▸ Fragmento seleccionado
● ● ●
Un western
fordiano en el estallido de la Guerra de Secesión: pasión y pillaje; comedia y
aventuras y un ritmo trepidante casi de superproducción… Yee-haw!
Título original: Dark
Command
Año: 1940
Duración: 94 min.
País: Estados Unidos
Dirección: Raoul Walsh
Guion: Grover Jones, Lionel Houser, F. Hugh Herbert (Novela: W.R.
Burnett)
Música: Victor Young
Fotografía: Jack A. Marta
(B&W)
Reparto: John Wayne, Claire Trevor, Walter Pidgeon, Roy Rogers, George
'Gabby' Hayes, Porter Hall, Marjorie Main, Raymond Walburn, J. Farrell
MacDonald, Joe Sawyer, Helen MacKellar, Roy Bucko, Trevor Bardette, Cactus
Mack, Bob Card, Al Haskell, Yakima Canutt, Edward Brady, Frank Hagney, Al
Bridge, Edmund Cobb, Tom London, Stanley Blystone, Ernie Adams, Herman Hack, Al
Taylor, Hank Bell, Tex Cooper.
¡Por favor, qué manera de disfrutar!
Raoul Walsh es siempre una apuesta segura, pero en esta ocasión se ha «marcado»
un western fordiano que a buen seguro el envidió el maestro. Walsh y Ford son
dos gigantes del cine con vidas hasta cierto punto paralelas, pues ambos
arrancan del cine mudo casi en sus inicios, 1915 y llegan hasta los 60 en plena
forma y con más de cien rodajes cada uno a sus espaldas. Ese bendito oficio de
realizador alcanza en ellos cotas enormes que solo mucho más tarde se ha
reconocido, parta ensalzarlos a la altura de los universalmente reconocidos
como megaestrellas del Séptimo Arte, Stroheim. Griffith, Eisenstein, Dreyer,
Ozu, etc.
● ● ●
▸ Material proporcionado
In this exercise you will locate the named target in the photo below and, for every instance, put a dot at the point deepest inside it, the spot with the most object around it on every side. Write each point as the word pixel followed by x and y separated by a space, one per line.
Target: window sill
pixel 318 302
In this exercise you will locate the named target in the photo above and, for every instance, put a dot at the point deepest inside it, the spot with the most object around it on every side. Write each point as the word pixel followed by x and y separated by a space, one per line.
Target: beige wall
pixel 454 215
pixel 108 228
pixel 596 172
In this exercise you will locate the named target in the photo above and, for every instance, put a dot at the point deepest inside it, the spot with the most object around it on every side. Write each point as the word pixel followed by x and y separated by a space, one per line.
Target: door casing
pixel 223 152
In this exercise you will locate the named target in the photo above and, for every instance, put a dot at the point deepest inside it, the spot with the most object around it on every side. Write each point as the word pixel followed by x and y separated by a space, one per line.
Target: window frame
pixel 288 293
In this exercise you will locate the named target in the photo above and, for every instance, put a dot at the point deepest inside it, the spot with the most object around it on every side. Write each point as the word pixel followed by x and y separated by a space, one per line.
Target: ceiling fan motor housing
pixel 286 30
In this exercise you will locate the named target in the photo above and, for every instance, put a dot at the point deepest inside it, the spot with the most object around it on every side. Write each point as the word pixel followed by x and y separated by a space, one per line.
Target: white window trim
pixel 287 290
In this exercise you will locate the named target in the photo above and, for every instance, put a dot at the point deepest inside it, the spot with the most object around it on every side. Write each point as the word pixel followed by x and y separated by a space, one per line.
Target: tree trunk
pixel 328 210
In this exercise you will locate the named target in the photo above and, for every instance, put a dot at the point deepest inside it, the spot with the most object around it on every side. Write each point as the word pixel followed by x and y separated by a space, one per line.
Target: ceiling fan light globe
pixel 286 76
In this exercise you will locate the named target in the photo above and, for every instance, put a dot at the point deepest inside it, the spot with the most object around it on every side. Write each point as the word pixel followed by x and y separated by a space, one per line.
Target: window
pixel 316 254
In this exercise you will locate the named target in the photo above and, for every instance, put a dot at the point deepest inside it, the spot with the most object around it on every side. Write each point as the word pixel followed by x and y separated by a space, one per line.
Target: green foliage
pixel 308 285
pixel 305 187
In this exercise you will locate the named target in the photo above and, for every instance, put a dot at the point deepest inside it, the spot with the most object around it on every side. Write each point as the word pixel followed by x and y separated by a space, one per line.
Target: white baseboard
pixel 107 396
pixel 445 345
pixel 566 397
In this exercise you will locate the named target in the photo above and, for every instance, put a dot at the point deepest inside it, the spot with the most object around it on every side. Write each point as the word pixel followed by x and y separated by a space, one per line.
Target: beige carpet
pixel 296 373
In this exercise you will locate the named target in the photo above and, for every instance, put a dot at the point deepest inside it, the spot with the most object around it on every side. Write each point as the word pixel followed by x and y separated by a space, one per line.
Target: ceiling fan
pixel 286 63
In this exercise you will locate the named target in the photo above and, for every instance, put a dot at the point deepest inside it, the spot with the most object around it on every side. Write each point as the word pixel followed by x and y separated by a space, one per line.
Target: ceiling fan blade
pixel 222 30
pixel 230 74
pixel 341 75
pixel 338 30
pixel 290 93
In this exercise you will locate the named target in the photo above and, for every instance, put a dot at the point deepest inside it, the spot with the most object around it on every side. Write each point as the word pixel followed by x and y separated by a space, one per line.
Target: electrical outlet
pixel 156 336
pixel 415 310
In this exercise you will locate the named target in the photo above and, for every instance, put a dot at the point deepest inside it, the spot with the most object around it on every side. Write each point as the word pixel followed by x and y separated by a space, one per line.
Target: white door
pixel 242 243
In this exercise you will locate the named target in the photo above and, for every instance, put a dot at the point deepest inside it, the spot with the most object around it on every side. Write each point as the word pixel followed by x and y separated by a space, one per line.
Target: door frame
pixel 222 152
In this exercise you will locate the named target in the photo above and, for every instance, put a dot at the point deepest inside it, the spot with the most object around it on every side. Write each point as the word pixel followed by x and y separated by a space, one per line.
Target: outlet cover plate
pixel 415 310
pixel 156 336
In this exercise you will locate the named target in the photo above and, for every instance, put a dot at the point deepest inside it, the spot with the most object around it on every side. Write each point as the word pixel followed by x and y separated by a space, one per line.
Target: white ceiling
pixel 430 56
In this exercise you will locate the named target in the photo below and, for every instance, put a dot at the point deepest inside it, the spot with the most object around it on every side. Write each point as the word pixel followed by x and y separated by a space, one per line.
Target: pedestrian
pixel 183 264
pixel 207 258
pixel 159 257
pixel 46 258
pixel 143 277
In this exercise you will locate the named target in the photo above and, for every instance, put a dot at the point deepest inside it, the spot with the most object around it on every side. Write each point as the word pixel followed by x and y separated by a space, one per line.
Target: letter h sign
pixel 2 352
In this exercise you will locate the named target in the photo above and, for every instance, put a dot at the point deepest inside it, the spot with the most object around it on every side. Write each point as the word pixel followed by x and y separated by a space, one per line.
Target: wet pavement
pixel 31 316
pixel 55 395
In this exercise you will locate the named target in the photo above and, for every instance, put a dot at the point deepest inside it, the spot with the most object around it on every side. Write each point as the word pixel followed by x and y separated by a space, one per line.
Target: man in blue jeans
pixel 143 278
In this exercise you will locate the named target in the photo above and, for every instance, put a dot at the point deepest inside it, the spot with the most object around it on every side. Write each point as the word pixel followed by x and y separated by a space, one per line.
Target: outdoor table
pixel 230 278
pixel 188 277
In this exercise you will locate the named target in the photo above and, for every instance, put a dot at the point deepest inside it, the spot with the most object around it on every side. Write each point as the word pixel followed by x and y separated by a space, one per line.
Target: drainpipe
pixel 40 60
● ● ●
▸ Ejercicios propuestos
1. Según la reseña sobre Dark Command, ¿por qué las vidas de Raoul Walsh y John Ford son «hasta cierto punto paralelas»? Responde en una a tres oraciones.
2. Retoma la reseña sobre Dark Command a partir de su última oración y continúa el texto.

▸ Respuestas esperadas
1. Porque ambos empezaron en el cine mudo casi desde sus inicios, en 1915, y llegaron en plena forma hasta los años 60, con más de cien rodajes cada uno.

2.
En esta ocasión,
Walsh, que tiene un don especial para el cine de aventuras, con trepidantes
escenas de acción y personajes siempre muy bien perfilados, escoge una historia
del Oeste en un momento histórico muy preciso: el enfrentamiento entre el Norte
y el Sur, con motivo del intento del Sur de abandonar la unión, declarándose
independiente, y la sitúa, además, en Kansas, lo que podríamos considerar un
estado neutral en el que conviven ambas tendencias, la unionista y la
secesionista.
A un pueblo de
Kansas, Lawrence, llega un dentista y barbero que se va ganando la vida gracias
a las peleas de su ayudante, el fortachón Johan Wayne que va rompiendo dientes
por un quítame allá esas pajas, para darle clientes a su socio. Entramos en la
trama, pues, con un aire de comedia que enseguida se confirma cuando, tras
fijarse en una moza que resulta ser la hija del banquero, le declara en cosa de
dos días su intención de casarse con ella. Tiene un rival, sin embargo, el
maestro de escuela cansado de ser un don nadie sin fortuna propia. Ve un futuro
en la oferta que le hacen las fuerzas vivas de la ciudad para que se presente a
la elección de Marshall. Y entonces, en una de las escenas más graciosas que se
hayan visto en un western, los dos candidatos, el cultivado maestro y el
analfabeto fortachón lanzan sendos discursos para captar los votos de los habitantes
del lugar. Sale, contra pronóstico, elegido el ayudante del barbero, quien
siempre tiene a este a su vera para que le lea con cuantos papeles se las ha de
haber en su oficio.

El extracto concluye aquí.